◆ **PASSAGE DU TEXTE**
* * *

On ne peut pas croire, avec tout ce que nous dit Jésus, à un salut automatique des hommes, sans engagement de leur part. Certes, Jésus a déjà réalisé le salut de tous les hommes ; mais il reste à chaque homme à l’accueillir, et non seulement dans l’amour et dans la miséricorde de Dieu, mais aussi dans la vérité : qu’est-ce que ma vie face aux commandements de Dieu ?

L’amour ne s’accueille que dans la liberté. Et on le comprend aisément : un homme peut-il obliger sa femme à l’aimer ? Un ami peut-il obliger un autre ami à l’aimer, à l’apprécier ? Un frère peut-il obliger son propre frère à l’aimer ? Non. Avec Dieu aussi, chacun d’entre nous devra faire le choix – ou non – de l’accueillir. Sur cette terre, ce choix se fait au quotidien. Chaque jour nous pouvons redire oui au Seigneur, comme chaque jour un couple doit se re-choisir par exemple. Chaque jour, nous « accumulons » des petits oui et des petits non que nous disons au Seigneur ; ils sont autant de petits pas qui disposent, ou non, notre âme au « oui » final. Ils disposent notre cœur à LA rencontre. Cette réponse finale devra donc être une réponse de foi et d’amour signifiant au plus intime de nous-mêmes cette liberté fondatrice de notre humanité et de l’amour.

Au moment de notre mort, nous pourrons faire ce pas de l’abandon et dans la vérité de Dieu : est-ce que j’accepte de mettre tout ce qui a été ma vie à Sa Lumière ? Si oui, il m’ouvre les bras ! Si non, un autre lieu s’ouvrira pour moi : ce lieu du refus de l’amour (l’homme peut lui dire « non » bien sûr), ce lieu du « non-amour » possible puisque mon libre arbitre l’aura refusé. On l’a toujours appelé « l’enfer ». Appelez-le comme vous voulez : pour moi, le lieu de la non-présence de l’amour de Dieu ne peut pas être autre chose qu’infernal ! Ce sera ce lieu où l’homme prendra éternellement conscience d’avoir refusé Dieu. Le diable crève, dans son orgueil, d’avoir face à lui ce Dieu qui le laisse libre, par amour, de ne pas l’aimer. Il n’y a pas de pire souffrance que d’être face à cet amour qui veut se donner et que l’on refuse, dans une solitude éternelle. Il est existe donc réellement cet enfer ; car sans lui, cela signifierait que l’homme ne serait pas libre dans l’amour, vis-à-vis de l’amour, celui de Dieu, en étant obligé de l’accueillir et de l’aimer en retour. C’est pourquoi l’enfer demeure malgré tout une bonne nouvelle de notre liberté face à l’Amour qui se livre.

* * *

◆ **DÉTAILS DE L'EXERCICE**
Répondez aux questions suivantes d'après le texte sur le salut et la liberté.
1. Qu'est-ce que Jésus a déjà réalisé ?
2. Dans quelle condition l'amour peut-il seul s'accueillir ?
3. Quel nom a-t-on toujours donné au lieu du refus de l'amour ?
Les enregistrements ne sont pas nécessaires pour ce travail.

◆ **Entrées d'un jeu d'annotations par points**
* * *

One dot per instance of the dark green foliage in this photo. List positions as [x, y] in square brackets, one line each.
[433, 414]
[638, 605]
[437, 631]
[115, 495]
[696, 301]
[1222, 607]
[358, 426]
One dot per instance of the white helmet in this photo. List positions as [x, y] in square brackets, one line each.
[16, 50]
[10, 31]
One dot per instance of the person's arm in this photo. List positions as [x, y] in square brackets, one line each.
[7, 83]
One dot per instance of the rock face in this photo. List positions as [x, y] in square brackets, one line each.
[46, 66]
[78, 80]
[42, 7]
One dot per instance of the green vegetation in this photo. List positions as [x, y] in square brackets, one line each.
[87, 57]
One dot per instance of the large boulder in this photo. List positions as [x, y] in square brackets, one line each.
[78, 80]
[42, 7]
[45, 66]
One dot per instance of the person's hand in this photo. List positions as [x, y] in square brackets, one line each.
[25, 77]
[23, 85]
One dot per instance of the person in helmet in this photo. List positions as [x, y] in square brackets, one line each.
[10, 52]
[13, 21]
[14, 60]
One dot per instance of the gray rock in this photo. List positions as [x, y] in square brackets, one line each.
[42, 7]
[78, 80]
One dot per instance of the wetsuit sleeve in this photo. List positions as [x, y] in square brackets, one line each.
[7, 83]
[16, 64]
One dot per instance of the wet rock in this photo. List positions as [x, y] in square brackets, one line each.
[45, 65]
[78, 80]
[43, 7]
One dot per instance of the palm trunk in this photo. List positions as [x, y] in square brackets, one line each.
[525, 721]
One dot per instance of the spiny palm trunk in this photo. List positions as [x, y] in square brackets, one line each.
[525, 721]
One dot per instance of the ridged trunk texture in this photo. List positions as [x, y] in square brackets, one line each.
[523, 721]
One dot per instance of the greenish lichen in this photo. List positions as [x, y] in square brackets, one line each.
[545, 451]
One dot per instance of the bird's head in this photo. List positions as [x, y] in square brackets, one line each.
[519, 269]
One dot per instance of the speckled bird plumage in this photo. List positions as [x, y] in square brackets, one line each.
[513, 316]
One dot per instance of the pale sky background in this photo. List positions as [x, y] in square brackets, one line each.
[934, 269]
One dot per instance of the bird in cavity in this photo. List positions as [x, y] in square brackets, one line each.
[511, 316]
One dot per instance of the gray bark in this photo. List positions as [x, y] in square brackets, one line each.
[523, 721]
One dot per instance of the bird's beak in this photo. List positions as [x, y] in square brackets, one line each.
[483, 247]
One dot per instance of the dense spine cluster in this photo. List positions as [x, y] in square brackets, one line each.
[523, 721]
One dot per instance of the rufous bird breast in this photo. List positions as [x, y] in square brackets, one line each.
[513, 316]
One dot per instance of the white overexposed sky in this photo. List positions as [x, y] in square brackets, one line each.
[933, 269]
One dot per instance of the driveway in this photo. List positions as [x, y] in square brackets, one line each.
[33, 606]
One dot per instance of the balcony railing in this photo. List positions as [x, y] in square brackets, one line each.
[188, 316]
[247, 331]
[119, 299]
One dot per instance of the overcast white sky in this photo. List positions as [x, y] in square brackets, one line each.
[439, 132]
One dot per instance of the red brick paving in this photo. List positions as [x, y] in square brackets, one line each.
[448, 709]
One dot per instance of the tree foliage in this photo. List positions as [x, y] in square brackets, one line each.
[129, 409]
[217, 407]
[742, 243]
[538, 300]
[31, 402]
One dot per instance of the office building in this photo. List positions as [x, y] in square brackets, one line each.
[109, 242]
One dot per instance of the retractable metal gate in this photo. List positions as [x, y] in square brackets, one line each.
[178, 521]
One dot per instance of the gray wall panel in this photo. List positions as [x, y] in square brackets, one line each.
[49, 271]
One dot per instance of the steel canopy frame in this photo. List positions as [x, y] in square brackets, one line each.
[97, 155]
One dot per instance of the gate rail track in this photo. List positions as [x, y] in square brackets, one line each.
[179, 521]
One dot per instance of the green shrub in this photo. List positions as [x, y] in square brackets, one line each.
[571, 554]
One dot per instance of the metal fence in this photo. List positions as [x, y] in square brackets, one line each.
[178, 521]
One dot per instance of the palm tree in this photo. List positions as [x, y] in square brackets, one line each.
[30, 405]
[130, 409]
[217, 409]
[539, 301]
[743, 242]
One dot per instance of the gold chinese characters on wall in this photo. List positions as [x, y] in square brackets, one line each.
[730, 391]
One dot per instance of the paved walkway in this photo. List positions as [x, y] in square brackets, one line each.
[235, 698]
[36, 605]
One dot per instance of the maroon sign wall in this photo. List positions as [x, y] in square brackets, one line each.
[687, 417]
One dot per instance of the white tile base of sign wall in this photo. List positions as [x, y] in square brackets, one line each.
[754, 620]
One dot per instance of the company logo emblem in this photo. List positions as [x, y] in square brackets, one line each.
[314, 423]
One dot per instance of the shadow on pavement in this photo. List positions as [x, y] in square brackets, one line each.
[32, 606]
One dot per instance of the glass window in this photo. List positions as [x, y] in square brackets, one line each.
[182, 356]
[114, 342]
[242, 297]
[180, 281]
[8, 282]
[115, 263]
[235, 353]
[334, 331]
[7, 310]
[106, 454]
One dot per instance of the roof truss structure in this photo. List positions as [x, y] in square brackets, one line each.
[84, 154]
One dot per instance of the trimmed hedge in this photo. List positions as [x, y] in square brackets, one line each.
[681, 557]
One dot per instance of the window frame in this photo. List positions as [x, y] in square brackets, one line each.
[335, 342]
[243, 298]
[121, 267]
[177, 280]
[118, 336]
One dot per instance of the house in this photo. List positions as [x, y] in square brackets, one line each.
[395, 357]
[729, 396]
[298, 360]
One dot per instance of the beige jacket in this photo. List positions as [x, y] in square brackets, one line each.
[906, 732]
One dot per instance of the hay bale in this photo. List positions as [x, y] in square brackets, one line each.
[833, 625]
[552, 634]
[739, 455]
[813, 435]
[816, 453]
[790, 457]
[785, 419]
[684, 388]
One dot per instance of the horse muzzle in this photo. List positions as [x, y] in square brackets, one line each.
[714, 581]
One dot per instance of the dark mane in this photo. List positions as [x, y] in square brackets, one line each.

* * *

◆ **SOLUTION COMPLÈTE**
1. Il a déjà réalisé le salut de tous les hommes.
2. L'amour ne s'accueille que dans la liberté.
3. On l'a toujours appelé « l'enfer ».